Text shown:
^^^^

Many factors make it challenging to measure marine zooplankton diversity. First, collecting samples from the deep sea is hard work. Research vessels operate around the clock, with scientists on board usually working two six-hour watches each day. We sample zooplankton using electronically operated, highly complex net systems.
When the net is recovered, the samples contain many different species and the animals are usually still alive. They are carefully moved into trays for observation and species identification. In spite of the demanding schedule and hard work, I have loved going to sea and have been on many cruises, including stunning explorations of the polar regions of the Arctic and Antarctic Oceans.
For my research, samples collected at sea are quickly preserved for genetic analysis, which is usually done back in the lab. This is painstaking work. Zooplankton as a group are taxonomically complex, meaning that they include many difficult-to-identify and rare species. Also, many important marine organisms, including fishes, lack diagnostic characteristics in their immature (larval) stages.

^^^^

Data:
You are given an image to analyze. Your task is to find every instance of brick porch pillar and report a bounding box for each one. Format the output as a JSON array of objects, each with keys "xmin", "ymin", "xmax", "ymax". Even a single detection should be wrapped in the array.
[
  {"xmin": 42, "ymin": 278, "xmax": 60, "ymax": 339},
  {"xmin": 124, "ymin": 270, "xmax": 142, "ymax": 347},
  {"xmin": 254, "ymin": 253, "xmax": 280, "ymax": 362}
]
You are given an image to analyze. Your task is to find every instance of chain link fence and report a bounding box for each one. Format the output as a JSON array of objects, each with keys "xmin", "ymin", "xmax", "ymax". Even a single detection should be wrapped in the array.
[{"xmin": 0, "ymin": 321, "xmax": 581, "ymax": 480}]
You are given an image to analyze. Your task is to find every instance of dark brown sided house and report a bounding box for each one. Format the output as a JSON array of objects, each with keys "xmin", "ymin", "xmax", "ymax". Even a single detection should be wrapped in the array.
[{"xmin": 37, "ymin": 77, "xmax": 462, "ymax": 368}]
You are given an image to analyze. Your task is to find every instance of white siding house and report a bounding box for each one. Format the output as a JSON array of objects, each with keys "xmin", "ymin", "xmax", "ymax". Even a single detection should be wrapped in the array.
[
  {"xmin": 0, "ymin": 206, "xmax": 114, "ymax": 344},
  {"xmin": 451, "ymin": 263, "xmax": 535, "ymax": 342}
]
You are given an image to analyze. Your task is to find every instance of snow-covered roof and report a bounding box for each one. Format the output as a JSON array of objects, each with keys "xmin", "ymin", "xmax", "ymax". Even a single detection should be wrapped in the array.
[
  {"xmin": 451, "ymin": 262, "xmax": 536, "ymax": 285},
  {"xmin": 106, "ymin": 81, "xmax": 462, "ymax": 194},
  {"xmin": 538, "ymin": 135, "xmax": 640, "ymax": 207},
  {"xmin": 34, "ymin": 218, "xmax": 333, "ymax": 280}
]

^^^^

Problem description: Reproduce the stretch of the zooplankton passage from "When the net" through "immature (larval) stages.".

Response:
When the net is recovered, the samples contain many different species and the animals are usually still alive. They are carefully moved into trays for observation and species identification. In spite of the demanding schedule and hard work, I have loved going to sea and have been on many cruises, including stunning explorations of the polar regions of the Arctic and Antarctic Oceans.
For my research, samples collected at sea are quickly preserved for genetic analysis, which is usually done back in the lab. This is painstaking work. Zooplankton as a group are taxonomically complex, meaning that they include many difficult-to-identify and rare species. Also, many important marine organisms, including fishes, lack diagnostic characteristics in their immature (larval) stages.